Halle (Saale) - Das Land hat 2016 einen Haushaltsüberschuss von 350 Millionen Euro erwirtschaftet. Ein Grund seien deutlich höhere Steuermehreinnahmen, teilte das Finanzministerium am Dienstag mit. Allein dadurch seien 365 Millionen Euro mehr eingenommen worden.

Auch die seit Dezember greifende Beteiligung des Bundes bei den Integrationskosten für Flüchtlinge habe einen großen Anteil.

Dank der positiven Einnahmesituation sei es möglich gewesen, im laufenden Betrieb bereits erste finanzielle Entlastungen der Kommunen, 270 neue Lehrerstellen sowie 20 Hilfspolizisten zu finanzieren, ohne auf Rücklagen zurückgreifen zu müssen.

Unerwartete Einnahmen für Sachsen-Anhalt: Finanzminister will alte Schulden tilgen

Finanzminister André Schröder will dem Landtag vorschlagen, einen Teil des Überschusses für eine Sondertilgung der Altschulden zu verwenden. Der Großteil solle in Rücklagen fließen, sagte der CDU-Politiker.

So könnten Risiken für den aktuell diskutierten Doppeletat 2017/2018, etwa durch die niedrigere November-Steuerschätzung abgefangen werden, sagte Schröder.

Das Plus sei kein Zeichen solider Haushaltsführung, kritisierte hingegen die oppositionelle Linke-Fraktion. „Die Ausgaben für Asyl und Integration sind niedriger, die Steuereinnahmen sind höher als prognostiziert. Auf beides hat die Landesregierung ungefähr den gleichen Einfluss wie auf das Wetter“, erklärte Fraktionschef Swen Knöchel.

● IHRE AUFGABEN:
A) Schreiben Sie aus dem Bericht zum Haushaltsüberschuss den Abschnitt zwischen „Unerwartete Einnahmen für“ und „Fraktionschef Swen Knöchel.“ einschließlich wortgetreu ab.
B) Fassen Sie den Bericht zum Haushaltsüberschuss in zwei Sätzen zusammen.
Stützen Sie sich ausschließlich auf den Bericht zum Haushaltsüberschuss.

● VORLIEGENDE DATEN:
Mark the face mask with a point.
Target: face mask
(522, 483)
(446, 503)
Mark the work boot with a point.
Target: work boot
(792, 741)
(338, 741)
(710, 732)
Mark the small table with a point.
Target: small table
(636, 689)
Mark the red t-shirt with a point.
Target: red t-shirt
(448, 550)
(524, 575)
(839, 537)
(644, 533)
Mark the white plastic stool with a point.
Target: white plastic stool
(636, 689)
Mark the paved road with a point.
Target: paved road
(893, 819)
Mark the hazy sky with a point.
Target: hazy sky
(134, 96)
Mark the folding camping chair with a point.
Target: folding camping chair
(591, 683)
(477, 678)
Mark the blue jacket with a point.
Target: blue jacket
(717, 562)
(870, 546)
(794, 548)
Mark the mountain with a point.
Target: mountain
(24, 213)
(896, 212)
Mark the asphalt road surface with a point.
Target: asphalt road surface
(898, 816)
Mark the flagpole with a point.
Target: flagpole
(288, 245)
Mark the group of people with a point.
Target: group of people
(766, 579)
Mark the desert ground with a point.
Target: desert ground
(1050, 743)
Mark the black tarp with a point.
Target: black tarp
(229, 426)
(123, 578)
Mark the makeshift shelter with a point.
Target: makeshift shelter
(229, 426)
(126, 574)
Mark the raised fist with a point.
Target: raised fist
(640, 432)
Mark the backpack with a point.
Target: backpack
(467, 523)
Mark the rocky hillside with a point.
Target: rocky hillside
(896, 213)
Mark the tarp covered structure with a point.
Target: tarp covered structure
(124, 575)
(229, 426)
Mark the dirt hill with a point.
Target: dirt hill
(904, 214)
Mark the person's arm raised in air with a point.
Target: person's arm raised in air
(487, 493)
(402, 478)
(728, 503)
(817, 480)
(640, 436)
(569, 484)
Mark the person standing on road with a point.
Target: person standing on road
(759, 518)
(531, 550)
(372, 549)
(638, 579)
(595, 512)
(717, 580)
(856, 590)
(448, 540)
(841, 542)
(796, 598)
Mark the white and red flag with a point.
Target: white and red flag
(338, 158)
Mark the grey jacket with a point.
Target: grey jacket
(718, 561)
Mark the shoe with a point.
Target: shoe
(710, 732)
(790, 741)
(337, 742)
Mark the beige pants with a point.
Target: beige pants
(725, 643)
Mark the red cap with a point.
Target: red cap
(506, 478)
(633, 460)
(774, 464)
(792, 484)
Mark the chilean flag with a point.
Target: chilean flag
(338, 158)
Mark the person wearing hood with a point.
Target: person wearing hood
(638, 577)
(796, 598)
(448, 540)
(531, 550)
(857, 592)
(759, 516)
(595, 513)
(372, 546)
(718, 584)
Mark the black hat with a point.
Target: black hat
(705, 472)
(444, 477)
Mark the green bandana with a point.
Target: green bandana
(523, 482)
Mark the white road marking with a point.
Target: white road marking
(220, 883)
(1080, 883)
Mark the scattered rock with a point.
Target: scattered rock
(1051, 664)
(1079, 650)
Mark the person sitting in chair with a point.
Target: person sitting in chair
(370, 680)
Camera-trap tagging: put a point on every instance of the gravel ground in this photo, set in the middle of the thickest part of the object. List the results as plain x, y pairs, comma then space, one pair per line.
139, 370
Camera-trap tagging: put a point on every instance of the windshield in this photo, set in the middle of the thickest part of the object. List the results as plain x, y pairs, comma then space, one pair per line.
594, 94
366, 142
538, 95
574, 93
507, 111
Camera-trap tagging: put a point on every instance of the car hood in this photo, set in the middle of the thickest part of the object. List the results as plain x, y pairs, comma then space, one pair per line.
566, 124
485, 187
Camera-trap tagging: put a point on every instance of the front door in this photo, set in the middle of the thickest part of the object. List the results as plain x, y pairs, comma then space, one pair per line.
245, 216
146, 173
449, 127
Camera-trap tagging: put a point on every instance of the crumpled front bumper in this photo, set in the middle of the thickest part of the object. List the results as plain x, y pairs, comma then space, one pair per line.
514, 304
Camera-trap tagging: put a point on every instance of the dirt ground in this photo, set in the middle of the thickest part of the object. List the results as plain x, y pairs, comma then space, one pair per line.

● ERGEBNISSE JE AUFGABE:
A)
Unerwartete Einnahmen für Sachsen-Anhalt: Finanzminister will alte Schulden tilgen

Finanzminister André Schröder will dem Landtag vorschlagen, einen Teil des Überschusses für eine Sondertilgung der Altschulden zu verwenden. Der Großteil solle in Rücklagen fließen, sagte der CDU-Politiker.

So könnten Risiken für den aktuell diskutierten Doppeletat 2017/2018, etwa durch die niedrigere November-Steuerschätzung abgefangen werden, sagte Schröder.

Das Plus sei kein Zeichen solider Haushaltsführung, kritisierte hingegen die oppositionelle Linke-Fraktion. „Die Ausgaben für Asyl und Integration sind niedriger, die Steuereinnahmen sind höher als prognostiziert. Auf beides hat die Landesregierung ungefähr den gleichen Einfluss wie auf das Wetter“, erklärte Fraktionschef Swen Knöchel.

B) Sachsen-Anhalt hat 2016 unter anderem dank deutlich höherer Steuereinnahmen und der Beteiligung des Bundes an den Integrationskosten für Flüchtlinge einen Haushaltsüberschuss von 350 Millionen Euro erzielt. Finanzminister André Schröder will einen Teil davon für eine Sondertilgung der Altschulden verwenden und den Großteil in Rücklagen fließen lassen, während die oppositionelle Linke-Fraktion das Plus nicht als Zeichen solider Haushaltsführung sieht.